- **WHAT THE TASK ASKS**: The records below are to be reproduced exactly, with every picture left out.

- **RECORD SET**:

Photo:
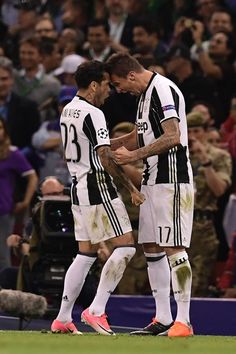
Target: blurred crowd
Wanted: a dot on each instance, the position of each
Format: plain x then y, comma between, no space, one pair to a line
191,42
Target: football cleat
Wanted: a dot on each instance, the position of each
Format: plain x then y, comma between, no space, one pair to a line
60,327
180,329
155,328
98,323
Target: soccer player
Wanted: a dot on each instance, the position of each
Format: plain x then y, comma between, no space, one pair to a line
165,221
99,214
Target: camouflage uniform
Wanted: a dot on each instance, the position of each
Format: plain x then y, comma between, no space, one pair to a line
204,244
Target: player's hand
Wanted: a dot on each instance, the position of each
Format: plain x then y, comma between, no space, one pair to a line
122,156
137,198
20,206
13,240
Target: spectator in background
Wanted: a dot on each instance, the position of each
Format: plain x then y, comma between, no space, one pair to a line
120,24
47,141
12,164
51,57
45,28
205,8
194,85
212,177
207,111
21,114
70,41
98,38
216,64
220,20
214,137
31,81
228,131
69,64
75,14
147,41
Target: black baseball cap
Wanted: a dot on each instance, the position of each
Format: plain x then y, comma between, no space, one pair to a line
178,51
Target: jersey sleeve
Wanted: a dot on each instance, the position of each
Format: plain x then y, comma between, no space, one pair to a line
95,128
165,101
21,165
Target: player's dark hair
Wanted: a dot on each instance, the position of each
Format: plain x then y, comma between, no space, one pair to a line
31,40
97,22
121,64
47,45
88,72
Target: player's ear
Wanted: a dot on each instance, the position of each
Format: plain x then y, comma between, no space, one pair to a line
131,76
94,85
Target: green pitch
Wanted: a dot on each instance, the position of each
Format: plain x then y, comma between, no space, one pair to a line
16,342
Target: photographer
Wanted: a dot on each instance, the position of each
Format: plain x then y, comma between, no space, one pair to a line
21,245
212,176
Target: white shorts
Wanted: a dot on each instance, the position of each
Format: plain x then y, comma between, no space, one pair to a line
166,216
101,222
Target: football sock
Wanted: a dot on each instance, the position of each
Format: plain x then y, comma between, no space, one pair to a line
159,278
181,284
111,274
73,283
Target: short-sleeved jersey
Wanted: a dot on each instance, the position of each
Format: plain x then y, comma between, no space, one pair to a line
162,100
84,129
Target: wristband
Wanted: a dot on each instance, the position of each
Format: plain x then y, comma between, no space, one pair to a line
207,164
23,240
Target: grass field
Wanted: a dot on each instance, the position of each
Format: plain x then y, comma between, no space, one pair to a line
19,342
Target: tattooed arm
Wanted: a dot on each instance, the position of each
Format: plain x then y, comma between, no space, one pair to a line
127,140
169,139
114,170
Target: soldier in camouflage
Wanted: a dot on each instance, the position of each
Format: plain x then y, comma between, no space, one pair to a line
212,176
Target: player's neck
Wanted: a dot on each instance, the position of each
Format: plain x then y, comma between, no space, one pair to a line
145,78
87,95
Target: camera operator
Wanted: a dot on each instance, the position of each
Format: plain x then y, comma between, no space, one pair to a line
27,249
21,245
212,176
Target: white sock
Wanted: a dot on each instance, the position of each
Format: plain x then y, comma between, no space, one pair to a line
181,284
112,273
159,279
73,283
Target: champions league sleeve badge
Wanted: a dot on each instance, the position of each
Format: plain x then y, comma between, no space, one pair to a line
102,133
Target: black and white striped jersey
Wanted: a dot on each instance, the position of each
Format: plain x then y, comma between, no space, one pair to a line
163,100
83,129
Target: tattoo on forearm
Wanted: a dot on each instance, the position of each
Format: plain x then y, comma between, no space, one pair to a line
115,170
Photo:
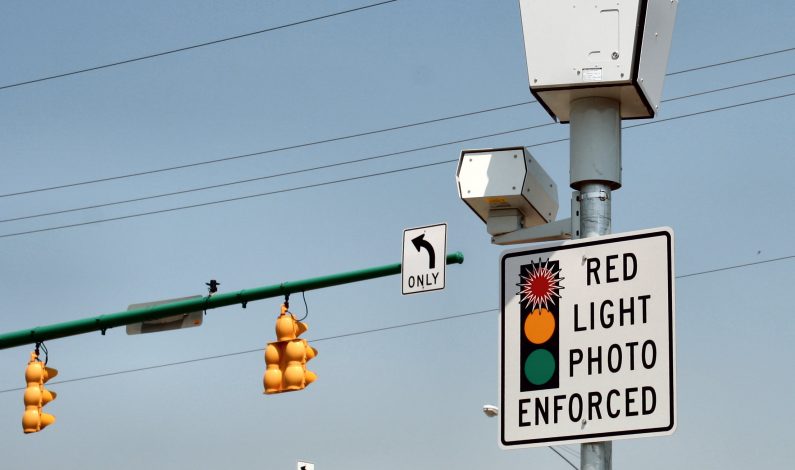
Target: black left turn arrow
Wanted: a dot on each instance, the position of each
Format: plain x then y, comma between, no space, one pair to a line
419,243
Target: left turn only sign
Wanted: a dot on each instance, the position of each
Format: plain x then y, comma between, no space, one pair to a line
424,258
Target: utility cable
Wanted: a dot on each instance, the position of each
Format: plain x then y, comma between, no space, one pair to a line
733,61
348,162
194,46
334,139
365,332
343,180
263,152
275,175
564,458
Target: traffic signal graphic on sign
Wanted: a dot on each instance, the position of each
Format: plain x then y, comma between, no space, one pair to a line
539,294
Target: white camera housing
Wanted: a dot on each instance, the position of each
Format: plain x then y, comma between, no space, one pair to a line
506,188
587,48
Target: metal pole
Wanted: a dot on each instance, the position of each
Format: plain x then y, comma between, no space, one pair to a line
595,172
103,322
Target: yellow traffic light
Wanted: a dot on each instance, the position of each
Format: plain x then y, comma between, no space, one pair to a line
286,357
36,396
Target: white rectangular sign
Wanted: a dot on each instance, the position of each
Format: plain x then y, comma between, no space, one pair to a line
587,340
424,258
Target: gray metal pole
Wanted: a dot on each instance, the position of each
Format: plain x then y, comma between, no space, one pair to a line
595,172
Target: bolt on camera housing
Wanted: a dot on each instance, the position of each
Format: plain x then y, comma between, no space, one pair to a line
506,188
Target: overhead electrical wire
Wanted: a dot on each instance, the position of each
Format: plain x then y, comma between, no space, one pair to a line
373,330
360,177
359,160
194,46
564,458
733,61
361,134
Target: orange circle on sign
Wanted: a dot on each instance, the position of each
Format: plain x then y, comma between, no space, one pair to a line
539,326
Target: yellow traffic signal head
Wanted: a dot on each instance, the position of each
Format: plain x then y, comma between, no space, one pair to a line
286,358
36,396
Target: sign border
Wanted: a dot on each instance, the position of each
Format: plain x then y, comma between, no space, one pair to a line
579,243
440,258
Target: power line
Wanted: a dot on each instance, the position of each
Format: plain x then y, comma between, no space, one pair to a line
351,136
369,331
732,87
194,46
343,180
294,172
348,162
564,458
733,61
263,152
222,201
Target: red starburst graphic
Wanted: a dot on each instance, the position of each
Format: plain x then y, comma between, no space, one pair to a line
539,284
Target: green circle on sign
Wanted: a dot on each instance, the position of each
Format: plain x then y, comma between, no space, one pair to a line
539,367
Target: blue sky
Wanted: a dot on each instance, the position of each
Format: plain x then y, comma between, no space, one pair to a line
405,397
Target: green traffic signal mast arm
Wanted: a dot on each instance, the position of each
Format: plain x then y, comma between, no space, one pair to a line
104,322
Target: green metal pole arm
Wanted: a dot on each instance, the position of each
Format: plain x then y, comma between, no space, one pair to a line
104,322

- **OUTPUT FOR THIS EXERCISE**:
Photo:
Target: blurred crowd
Wanted: a dot on each instance, the position of each
Format: plain x then y, comma between, no space, one pair to a line
191,42
Target: football cleat
Wanted: a dot on each instance, the position of each
Format: plain x then y, comma between, no space, one pair to a line
60,327
180,329
155,328
98,323
Target: soccer player
Wanted: a dot on each instance, the position of each
Format: plain x then y, comma between, no space, one pair to a line
165,221
99,214
Target: camouflage uniform
Wanted: a dot on each instance, the position of each
Format: plain x then y, comma between, no space, one pair to a line
204,244
Target: player's hand
Wanted: a dot on each instance, the position of each
Format: plain x then y, comma between, no space, one pair to a line
122,156
137,198
20,206
13,240
Target: spectator in background
Wanted: a dot on each instance, the position of each
Format: plain x then y, comma between, no space, one pair to a line
120,24
47,141
12,164
51,57
45,28
205,8
194,85
212,177
207,111
21,114
70,41
98,38
216,64
220,20
214,137
31,81
228,131
69,64
75,14
147,41
Target: black baseball cap
Wanted: a dot on each instance, the position of each
Format: plain x then y, comma between, no space, one pair to a line
178,51
Target: jersey sleeve
Wanted: a dot on each instance, the position of each
Format: plain x then y, comma between, no space, one pair to a line
95,128
165,101
21,165
Target: player's dark hair
Wanted: a dot on each instance, the position of each
Format: plain x then y, comma between, no space, one pair to a line
31,40
97,22
121,64
47,45
88,72
Target: player's ear
Wanted: a dot on each instance, the position of each
Format: plain x then y, comma between, no space, one pair to a line
131,76
94,85
Target: green pitch
Wanted: a dot on each instance, the position of each
Format: plain x then y, comma between, no space, one pair to a line
16,342
Target: photographer
Wanted: a dot on each instance, the position of each
Format: plain x then y, comma between, no space, one pair to a line
21,245
212,176
Target: white shorts
Wanted: a dot on each instance, the position of each
Format: plain x then y, comma between, no space, one pair to a line
166,216
101,222
Target: football sock
Wanted: a dot on each instance, the position of each
Format: plain x then y, comma between, no space, one pair to a line
159,278
181,284
111,274
73,283
Target: short-sleeved jersey
Wanted: a dot on each instance, the position of each
Format: plain x then y, comma between, no space, one pair to a line
162,100
84,129
Target: wristband
Wanted: a dot on each instance, the position of each
Format: plain x then y, comma between, no space, one pair to a line
207,164
23,240
Target: grass field
Wanted: a dot on each instance, the position of each
Format: plain x then y, comma between, no space, one pair to a line
19,342
Target: tattooed arm
Wanted: a dot on each instance, the position of each
Format: plain x then y, comma between, no space, one pair to a line
127,140
169,139
114,170
Target: soldier in camouflage
Wanted: a dot on each instance, the position of each
Format: plain x then y, comma between, no space, one pair to a line
212,176
Target: player's neck
Wanted: a dot on each instance, the position of each
Format: plain x then y, comma between, no space, one pair to a line
145,78
87,95
Target: camera operator
Wanted: a dot on each instance, the position of each
Format: plain x then y, comma between, no space, one pair to a line
27,249
21,245
212,176
Target: white sock
Wanted: a dot on each instance, the position of each
Format: plain x then y, comma between, no space, one pair to a line
181,284
112,273
159,279
73,283
Target: champions league sleeve badge
Wanted: a dot on each instance, the position of each
Format: plain x then y, comma between, no space, one pair to a line
102,133
Target: black and white striped jersey
Wanted: a dot on each instance, the position of each
Format: plain x then y, comma between, no space, one pair to a line
163,100
83,129
Target: tattoo on forearm
Wanted: a dot on each instance, the position of each
Format: plain x then y, comma between, no space, one pair to a line
115,170
Photo:
Target: black left turn arrow
Wanted: a dot on each instance, the position of each
Format: plain x then y, comma between, no space, one pair to a line
419,243
Target: left turn only sign
Wanted: a dot on each instance, the position of each
Format: plain x then y, comma between, no space, one pair to a line
424,258
Target: utility cable
Wanted: a dot on each instance, the position of each
Format: plain x then y, comma between, no space, one pair to a line
733,61
348,162
194,46
334,139
365,332
343,180
263,152
275,175
564,458
Target: traffic signal graphic on sign
Wanted: a dot on each instance, the position of each
Format: plain x then y, comma between, no space, one pair to a line
539,294
Target: white camera housing
Wanted: a dot on each instance, the position of each
Format: plain x then y, comma between, no space, one pair to a line
506,188
587,48
Target: metal pole
Wanted: a dot on each instance, the position of each
Format: plain x then y, comma between, no space, one pair to a line
595,172
103,322
Target: yellow traffic light
Wanted: a dot on each instance, the position of each
Format: plain x then y, comma between, no space, one pair to a line
286,357
36,396
Target: white rectangular sign
Wanted: a dot on each instance, the position of each
Format: plain x then y, comma between, no space, one pair to a line
587,340
424,258
Target: gray metal pole
Wanted: a dot on each instance, the position of each
Format: plain x then y, comma between, no space, one pair to a line
595,172
Target: bolt on camera housing
Wanted: a dot on each instance, the position of each
Format: plain x then y, comma between, no space, one pair to a line
506,188
Target: overhead electrical wire
Wanted: a dot on each instance, the position of each
Format: plain x then y, comma between, no space, one pair to a line
373,330
360,177
359,160
194,46
564,458
733,61
361,134
Target: orange circle on sign
Wanted: a dot on each instance, the position of each
Format: plain x then y, comma between, no space, one pair to a line
539,326
Target: yellow traffic signal head
Wanted: a dot on each instance, the position of each
Format: plain x then y, comma between, no space, one pair to a line
286,358
36,396
Target: sign border
Wanted: a dot on each instance, the position of each
Format: plain x then y, comma between, no space, one pair to a line
579,243
440,258
Target: power line
Wanted: a dot on each instance, the position of each
Format: plain x then y, comma between, no space, one pair to a line
351,136
369,331
732,87
194,46
343,180
294,172
348,162
564,458
733,61
263,152
222,201
Target: red starburst graphic
Wanted: a dot on each instance, the position of each
Format: plain x then y, comma between, no space, one pair to a line
539,284
Target: green circle on sign
Wanted: a dot on each instance, the position of each
Format: plain x then y, comma between, no space, one pair to a line
539,367
Target: blue sky
Wanted: a dot on each instance, the position of each
Format: plain x then y, comma between, no space, one pair to a line
405,397
Target: green traffic signal mast arm
Wanted: a dot on each instance, the position of each
Format: plain x then y, comma between, no space, one pair to a line
104,322
Target: green metal pole arm
Wanted: a dot on each instance, the position of each
Format: plain x then y, comma between, no space, one pair to a line
104,322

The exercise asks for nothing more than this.